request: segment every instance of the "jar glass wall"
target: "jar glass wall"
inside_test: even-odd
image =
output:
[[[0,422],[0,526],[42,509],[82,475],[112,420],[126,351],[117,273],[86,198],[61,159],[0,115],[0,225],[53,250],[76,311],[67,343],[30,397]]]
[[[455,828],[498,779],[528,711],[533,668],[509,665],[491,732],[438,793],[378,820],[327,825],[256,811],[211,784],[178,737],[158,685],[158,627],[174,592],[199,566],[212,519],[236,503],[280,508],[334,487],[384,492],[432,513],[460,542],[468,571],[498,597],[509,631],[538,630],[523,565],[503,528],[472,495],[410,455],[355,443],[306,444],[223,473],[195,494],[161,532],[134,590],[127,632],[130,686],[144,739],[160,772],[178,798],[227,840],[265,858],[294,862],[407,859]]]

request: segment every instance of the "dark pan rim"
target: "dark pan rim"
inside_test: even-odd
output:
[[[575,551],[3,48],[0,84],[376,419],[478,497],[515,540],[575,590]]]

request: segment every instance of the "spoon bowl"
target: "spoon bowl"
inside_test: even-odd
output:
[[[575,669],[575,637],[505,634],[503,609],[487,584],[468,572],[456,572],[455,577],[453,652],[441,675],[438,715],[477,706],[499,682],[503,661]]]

───

### What this task involves
Copy all of the data above line for line, with no changes.

### Result of this task
request: segment every instance of the "jar glass wall"
target: "jar glass wall"
inside_test: even-odd
image =
output:
[[[0,422],[0,526],[42,509],[82,475],[112,420],[126,351],[117,273],[86,198],[61,159],[0,115],[0,225],[53,250],[76,311],[67,343],[30,397]]]
[[[455,828],[498,779],[528,711],[533,668],[509,665],[491,732],[438,793],[378,820],[327,825],[256,811],[211,784],[178,737],[158,685],[158,627],[174,592],[199,566],[212,519],[236,503],[280,508],[334,487],[384,492],[432,513],[460,542],[468,571],[498,597],[509,631],[538,630],[523,565],[503,528],[472,495],[410,455],[355,443],[306,444],[223,473],[195,494],[161,532],[134,590],[127,632],[130,686],[144,739],[160,772],[178,798],[227,840],[265,858],[294,862],[407,859]]]

request: segment every instance of the "dark pan rim"
target: "dark pan rim"
inside_test: even-odd
output:
[[[575,551],[3,48],[0,84],[376,419],[478,497],[515,540],[575,590]]]

request: segment every instance of the "spoon bowl"
target: "spoon bowl"
inside_test: even-odd
output:
[[[575,669],[575,637],[505,634],[503,609],[487,584],[468,572],[456,572],[455,577],[453,652],[441,675],[438,715],[477,706],[499,682],[503,661]]]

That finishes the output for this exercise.